_ПРИВЕДЁННЫЙ ТЕКСТ_
* * * * *
Гумилев весьма активно старался «пробить» своему детищу дорогу на сцену. В 1917 г., в Париже, он, заручившись поддержкой М. Ф. Ларионова и Н. С. Гончаровой, попытался поставить «Гондлу» с труппой С. П. Дягилева, переделав «драматическую поэму» в балетное либретто. Музыку предполагалось заказать Бернерсу, художником-постановщиком вызвался быть Ларионов. Однако из-за финансовых трудностей «русского сезона» 1917 г. (самого драматического из всех «дягилевских сезонов») эти планы не были осуществлены.

В 1919–1920 гг. Гумилев вновь делает попытку постановки «Гондлы» — на этот раз в контексте горьковской программы постановок в петербургских театрах ряда т. н. «исторических картин», созданных в просветительских целях участниками соответствующей Секции Наркомпроса (см. вступительную статью к разделу «Комментарии» в наст. томе). Для этой цели поэт перерабатывает «драматическую поэму», сокращая «лирические» сцены и прибавляя сцены «исторические» (с христианскими пленниками — см. раздел «Другие редакции и варианты»). Гумилев читал пьесу участникам Секции исторических картин и, по-видимому, получал самые благоприятные отзывы. «...Он <...> торжественно достал из секретера оттиск своей трагедии «Гондла», — вспоминал К. И. Чуковский, — и стал читать ее вслух при свете затейливо-прекрасной и тоже старинной лампады. Но лампада потухла. Наступила тьма и тут я стал свидетелем чуда: поэт и во тьме не перестал ни на миг читать свою трагедию, не только стихотворный текст, но и все прозаические ремарки, стоявшие в скобках...» (Жизнь Николая Гумилева. С. 128). Но опять-таки, даже удостоившись высшей похвалы из уст самого председателя Секции — Горького («Вот какой из вас вышел талантище!»), реализовать замысел Гумилеву все-таки не удалось (как, впрочем, и всем другим авторам Секции, ибо затея Горького оказалась слишком утопичной для петроградских условий эпохи «военного коммунизма»).

Совершенно неожиданно для Гумилева «Гондла» была поставлена в 1920 году «Театральной мастерской».

«Театральной мастерской» назывался маленький театр-студия, возникший в 1917 г. в Ростове-на-Дону усилиями молодых энтузиастов, вдохновленных камерными замыслами столичных театров Ф. Ф. Комиссаржевского, А. Я. Таирова, В. Г. Сахновского, К. А. Марджанова. Руководитель «Театральной мастерской» С. М. Горелик строил т. н. «поэтический театр», «театр декламации», в котором, по меткому выражению одного из рецензентов, «стихи жили на сцене»: здесь ставились «Пир во время чумы», отрывки из лермонтовского «Маскарада», «Роза и крест» Блока и «Принцесса Турандот». Театр помещался в миниатюрном зале на Большой Садовой улице. «Многим известно, что Театральная Мастерская пару лет назад зародилась в Ростове-на-Дону, — писал в 1922 году З. Д. Львовский, — но весьма немногим известно, что значит теперь работать в провинции, тем более в провинции южной, испытавшей за последнее время нашествие чуть ли не всех двунадесяти языков. Если здесь, в столице, трудно работать, то работа в провинции либо просто невозможна, либо требует исключительных сил. Поэтому надо признать, что Театральная Мастерская при всех своих дефектах проделала за эти годы огромную работу. Дефекты же ее только от провинции, где нет ни средств, ни материалов, ни научных пособий, ни специалистов» (Вестник театра и искусства. 1922. № 4. С. 4).
* * * * *
_ЗАПИСАННЫЕ ДАННЫЕ_
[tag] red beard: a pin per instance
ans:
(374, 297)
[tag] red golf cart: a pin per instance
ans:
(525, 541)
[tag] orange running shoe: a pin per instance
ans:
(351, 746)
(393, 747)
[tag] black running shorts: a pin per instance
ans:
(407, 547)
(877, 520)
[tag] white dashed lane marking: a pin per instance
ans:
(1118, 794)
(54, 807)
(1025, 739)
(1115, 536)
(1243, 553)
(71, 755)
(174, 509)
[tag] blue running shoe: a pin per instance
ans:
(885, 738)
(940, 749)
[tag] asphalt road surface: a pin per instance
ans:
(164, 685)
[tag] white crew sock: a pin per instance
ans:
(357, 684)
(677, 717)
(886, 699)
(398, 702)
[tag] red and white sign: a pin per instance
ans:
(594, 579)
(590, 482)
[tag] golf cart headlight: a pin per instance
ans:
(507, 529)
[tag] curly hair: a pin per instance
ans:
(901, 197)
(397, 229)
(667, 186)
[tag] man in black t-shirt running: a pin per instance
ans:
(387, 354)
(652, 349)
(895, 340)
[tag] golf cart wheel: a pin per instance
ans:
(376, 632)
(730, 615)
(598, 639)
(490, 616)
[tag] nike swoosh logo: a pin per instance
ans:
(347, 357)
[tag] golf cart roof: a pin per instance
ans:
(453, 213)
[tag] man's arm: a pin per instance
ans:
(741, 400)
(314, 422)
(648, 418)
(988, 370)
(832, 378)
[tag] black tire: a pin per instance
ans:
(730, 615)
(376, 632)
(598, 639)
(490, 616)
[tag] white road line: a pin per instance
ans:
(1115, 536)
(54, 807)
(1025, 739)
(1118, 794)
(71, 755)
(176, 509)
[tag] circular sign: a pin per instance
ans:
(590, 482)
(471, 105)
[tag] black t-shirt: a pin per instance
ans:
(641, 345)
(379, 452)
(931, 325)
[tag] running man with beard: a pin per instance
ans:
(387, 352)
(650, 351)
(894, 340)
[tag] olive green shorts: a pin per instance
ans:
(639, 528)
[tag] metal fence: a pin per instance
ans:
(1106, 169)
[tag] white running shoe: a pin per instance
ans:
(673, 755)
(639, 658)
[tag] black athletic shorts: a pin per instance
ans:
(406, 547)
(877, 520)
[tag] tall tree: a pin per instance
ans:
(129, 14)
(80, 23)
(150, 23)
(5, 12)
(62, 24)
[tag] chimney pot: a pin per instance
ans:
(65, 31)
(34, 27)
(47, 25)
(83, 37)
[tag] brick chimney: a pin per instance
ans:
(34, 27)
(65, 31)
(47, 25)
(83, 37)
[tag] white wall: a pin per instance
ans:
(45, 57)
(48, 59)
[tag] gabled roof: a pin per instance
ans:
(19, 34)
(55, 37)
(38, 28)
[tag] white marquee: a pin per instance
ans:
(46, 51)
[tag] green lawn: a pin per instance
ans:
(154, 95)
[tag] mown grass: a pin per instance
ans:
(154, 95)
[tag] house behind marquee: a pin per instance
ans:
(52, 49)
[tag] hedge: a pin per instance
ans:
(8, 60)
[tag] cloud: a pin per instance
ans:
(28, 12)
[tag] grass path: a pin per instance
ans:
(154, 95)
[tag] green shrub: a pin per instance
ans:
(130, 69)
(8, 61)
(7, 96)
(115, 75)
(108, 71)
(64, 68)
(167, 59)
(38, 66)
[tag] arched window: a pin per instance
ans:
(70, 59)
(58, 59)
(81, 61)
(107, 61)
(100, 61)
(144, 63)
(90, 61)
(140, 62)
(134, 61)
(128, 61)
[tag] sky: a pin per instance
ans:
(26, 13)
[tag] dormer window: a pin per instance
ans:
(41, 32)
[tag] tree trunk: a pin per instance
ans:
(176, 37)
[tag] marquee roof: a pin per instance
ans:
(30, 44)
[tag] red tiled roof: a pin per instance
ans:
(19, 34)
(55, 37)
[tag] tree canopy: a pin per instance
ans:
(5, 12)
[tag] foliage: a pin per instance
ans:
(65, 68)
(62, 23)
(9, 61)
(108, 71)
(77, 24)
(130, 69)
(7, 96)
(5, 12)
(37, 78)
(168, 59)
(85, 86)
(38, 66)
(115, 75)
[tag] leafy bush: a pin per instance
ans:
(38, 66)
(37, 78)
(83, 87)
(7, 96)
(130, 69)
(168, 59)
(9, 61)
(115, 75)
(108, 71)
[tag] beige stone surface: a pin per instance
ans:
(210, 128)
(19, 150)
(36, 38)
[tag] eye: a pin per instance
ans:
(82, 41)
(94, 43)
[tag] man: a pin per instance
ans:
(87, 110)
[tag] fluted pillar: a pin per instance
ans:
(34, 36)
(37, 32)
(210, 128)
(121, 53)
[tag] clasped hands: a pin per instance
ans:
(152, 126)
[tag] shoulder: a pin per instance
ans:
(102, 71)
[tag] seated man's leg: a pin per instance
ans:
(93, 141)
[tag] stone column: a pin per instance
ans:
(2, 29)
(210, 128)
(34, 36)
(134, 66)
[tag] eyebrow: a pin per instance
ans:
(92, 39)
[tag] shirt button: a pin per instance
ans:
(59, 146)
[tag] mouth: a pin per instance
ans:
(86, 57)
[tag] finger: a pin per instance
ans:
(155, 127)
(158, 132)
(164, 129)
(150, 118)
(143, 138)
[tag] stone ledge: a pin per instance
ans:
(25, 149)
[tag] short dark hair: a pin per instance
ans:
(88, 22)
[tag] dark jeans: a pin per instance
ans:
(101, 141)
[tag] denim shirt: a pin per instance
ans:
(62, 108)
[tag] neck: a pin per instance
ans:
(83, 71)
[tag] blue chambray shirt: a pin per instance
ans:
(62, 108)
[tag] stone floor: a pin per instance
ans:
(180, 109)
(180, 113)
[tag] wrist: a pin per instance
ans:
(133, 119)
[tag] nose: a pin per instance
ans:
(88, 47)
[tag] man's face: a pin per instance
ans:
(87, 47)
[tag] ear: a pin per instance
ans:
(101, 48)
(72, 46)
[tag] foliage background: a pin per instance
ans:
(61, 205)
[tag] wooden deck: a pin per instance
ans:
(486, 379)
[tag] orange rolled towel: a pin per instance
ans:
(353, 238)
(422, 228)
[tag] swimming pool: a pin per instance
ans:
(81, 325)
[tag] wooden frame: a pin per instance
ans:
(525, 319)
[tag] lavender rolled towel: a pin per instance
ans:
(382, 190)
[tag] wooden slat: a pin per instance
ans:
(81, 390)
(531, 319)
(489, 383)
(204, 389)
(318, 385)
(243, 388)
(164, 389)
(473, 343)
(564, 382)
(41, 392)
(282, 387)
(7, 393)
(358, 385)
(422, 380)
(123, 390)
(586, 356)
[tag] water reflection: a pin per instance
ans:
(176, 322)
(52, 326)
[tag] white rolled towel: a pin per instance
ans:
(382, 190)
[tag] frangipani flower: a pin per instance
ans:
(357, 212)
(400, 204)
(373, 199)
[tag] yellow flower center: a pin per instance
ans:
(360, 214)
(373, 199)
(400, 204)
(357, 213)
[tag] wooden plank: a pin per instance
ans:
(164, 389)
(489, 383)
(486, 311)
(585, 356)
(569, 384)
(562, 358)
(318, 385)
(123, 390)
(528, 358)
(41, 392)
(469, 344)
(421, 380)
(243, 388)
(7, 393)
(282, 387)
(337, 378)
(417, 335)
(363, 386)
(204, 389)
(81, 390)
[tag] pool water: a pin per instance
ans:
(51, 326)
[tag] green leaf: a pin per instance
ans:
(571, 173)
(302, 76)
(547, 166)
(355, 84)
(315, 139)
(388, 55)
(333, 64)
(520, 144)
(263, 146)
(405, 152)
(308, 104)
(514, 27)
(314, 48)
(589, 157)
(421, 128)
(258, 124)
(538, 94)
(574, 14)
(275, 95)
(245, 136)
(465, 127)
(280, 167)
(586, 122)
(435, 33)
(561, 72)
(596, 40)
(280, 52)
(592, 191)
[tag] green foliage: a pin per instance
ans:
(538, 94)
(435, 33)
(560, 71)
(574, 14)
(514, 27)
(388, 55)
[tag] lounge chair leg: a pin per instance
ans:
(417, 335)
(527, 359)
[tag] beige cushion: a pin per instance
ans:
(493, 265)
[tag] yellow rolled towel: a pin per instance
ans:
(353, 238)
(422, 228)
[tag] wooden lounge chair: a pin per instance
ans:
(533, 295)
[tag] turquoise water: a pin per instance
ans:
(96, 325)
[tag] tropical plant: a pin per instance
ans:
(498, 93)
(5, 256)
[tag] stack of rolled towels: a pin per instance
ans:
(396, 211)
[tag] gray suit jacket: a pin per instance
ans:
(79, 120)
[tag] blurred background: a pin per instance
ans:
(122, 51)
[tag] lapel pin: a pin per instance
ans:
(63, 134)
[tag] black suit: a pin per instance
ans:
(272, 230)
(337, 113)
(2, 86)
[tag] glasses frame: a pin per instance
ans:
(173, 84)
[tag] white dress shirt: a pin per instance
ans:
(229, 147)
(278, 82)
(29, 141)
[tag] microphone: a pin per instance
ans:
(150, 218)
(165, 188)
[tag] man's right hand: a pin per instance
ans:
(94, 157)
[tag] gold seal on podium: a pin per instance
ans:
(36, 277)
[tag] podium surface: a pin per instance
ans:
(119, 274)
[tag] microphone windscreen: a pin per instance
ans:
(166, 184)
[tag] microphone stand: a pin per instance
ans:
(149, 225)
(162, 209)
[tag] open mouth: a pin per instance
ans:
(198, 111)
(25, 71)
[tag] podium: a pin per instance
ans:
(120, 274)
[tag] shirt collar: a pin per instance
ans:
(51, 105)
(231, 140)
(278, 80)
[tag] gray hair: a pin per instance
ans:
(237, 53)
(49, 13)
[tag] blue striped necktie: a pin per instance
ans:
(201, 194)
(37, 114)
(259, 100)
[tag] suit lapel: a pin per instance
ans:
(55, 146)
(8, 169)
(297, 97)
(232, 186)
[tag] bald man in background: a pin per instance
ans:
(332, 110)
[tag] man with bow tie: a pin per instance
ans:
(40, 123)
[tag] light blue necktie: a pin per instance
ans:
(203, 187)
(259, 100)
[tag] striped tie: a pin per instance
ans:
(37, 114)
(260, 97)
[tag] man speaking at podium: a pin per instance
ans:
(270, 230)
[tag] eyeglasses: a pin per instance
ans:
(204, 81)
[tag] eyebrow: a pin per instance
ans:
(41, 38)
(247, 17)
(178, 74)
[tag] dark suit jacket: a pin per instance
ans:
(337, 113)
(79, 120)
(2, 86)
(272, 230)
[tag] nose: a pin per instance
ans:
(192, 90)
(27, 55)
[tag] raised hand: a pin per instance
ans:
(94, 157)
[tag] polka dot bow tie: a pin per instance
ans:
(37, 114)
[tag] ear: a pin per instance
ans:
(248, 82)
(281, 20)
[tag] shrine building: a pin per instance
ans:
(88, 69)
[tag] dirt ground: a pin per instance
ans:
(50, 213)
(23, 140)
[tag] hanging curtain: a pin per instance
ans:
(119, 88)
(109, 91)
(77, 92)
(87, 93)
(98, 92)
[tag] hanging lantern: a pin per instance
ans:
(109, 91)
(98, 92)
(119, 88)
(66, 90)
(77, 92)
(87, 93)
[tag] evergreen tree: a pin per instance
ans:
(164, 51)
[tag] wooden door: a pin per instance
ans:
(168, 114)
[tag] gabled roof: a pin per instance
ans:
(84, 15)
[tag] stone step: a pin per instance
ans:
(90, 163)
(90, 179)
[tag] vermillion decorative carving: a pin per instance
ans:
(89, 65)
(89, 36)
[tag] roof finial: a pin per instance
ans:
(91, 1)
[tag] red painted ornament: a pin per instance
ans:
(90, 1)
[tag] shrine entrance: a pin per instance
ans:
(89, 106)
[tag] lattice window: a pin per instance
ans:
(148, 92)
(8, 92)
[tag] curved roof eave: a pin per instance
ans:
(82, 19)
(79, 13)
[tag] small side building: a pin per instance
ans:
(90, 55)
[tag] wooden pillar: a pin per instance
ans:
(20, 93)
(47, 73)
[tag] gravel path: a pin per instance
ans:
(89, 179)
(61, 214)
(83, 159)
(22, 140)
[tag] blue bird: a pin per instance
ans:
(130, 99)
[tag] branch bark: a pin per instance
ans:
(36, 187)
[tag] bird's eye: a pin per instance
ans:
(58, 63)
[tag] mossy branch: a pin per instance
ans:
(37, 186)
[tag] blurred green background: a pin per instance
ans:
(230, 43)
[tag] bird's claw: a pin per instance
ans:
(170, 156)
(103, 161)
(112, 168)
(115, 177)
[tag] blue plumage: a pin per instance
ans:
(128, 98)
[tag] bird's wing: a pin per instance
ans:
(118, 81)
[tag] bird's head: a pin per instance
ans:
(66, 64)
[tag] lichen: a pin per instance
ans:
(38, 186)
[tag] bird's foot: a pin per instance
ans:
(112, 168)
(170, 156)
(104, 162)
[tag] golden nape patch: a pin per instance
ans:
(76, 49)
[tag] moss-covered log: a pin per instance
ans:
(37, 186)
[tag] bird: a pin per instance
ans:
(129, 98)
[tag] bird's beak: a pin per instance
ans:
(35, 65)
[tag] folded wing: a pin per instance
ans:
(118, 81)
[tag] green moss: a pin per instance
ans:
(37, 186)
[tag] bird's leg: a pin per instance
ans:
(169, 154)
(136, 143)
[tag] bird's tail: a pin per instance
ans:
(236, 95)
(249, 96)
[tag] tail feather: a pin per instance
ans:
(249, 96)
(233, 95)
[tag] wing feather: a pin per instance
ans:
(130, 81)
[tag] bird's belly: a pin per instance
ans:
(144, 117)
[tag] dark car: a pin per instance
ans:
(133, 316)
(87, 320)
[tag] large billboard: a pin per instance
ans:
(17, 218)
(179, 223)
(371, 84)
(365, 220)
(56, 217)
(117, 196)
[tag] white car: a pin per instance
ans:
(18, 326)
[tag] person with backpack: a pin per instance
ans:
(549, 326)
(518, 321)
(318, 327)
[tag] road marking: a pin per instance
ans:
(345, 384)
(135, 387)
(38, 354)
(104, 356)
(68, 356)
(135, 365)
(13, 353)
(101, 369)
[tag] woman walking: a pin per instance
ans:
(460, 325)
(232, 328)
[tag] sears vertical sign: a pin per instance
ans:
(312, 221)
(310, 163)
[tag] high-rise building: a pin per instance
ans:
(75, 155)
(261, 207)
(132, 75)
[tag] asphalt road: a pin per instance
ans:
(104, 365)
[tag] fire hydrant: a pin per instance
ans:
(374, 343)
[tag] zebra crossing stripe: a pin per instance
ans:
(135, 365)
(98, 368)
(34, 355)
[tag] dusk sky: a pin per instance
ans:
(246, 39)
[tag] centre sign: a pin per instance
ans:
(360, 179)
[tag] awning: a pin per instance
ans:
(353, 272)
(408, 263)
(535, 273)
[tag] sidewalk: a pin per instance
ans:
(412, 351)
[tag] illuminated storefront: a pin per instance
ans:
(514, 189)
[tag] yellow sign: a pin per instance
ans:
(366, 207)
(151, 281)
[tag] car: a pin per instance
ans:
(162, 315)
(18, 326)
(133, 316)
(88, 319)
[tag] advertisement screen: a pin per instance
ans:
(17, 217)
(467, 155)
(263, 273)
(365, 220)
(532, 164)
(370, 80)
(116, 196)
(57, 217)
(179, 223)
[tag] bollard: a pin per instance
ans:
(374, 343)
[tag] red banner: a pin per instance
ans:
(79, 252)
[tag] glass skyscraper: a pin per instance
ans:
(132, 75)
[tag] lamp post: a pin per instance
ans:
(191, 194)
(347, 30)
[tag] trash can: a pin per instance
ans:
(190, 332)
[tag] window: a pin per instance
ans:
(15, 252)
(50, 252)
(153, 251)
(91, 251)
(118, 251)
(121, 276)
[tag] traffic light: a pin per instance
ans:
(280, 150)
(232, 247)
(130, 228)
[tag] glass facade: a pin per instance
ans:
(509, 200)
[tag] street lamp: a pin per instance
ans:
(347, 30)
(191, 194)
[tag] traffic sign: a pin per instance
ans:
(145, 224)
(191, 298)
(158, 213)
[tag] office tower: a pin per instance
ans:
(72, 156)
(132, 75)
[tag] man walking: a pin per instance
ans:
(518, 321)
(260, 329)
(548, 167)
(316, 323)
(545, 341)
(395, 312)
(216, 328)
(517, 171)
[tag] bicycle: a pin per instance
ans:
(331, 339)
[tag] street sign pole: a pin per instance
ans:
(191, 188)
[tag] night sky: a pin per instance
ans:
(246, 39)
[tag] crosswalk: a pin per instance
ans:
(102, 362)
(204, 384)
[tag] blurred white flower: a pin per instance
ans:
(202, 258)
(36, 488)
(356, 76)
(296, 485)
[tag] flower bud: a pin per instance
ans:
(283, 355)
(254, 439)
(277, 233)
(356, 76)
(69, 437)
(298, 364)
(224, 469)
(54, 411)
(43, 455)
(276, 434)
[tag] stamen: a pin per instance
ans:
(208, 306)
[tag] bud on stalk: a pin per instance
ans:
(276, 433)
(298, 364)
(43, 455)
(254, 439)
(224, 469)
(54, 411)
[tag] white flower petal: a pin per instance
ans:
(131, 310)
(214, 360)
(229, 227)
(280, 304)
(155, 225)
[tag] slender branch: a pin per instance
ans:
* * * * *
_ЗАДАНИЯ_
1) Кто, согласно тексту о постановках «Гондлы», вызвался быть художником-постановщиком при попытке поставить пьесу в Париже в 1917 году?
2) Обновите в тексте о постановках «Гондлы» отрывок от слов «Гумилев весьма активно» до слов «не были осуществлены.», поставив «Прокофьеву» вместо «Бернерсу».

_ОТВЕТЫ К ЗАДАНИЯМ_
1) М. Ф. Ларионов.

2)
Гумилев весьма активно старался «пробить» своему детищу дорогу на сцену. В 1917 г., в Париже, он, заручившись поддержкой М. Ф. Ларионова и Н. С. Гончаровой, попытался поставить «Гондлу» с труппой С. П. Дягилева, переделав «драматическую поэму» в балетное либретто. Музыку предполагалось заказать Прокофьеву, художником-постановщиком вызвался быть Ларионов. Однако из-за финансовых трудностей «русского сезона» 1917 г. (самого драматического из всех «дягилевских сезонов») эти планы не были осуществлены.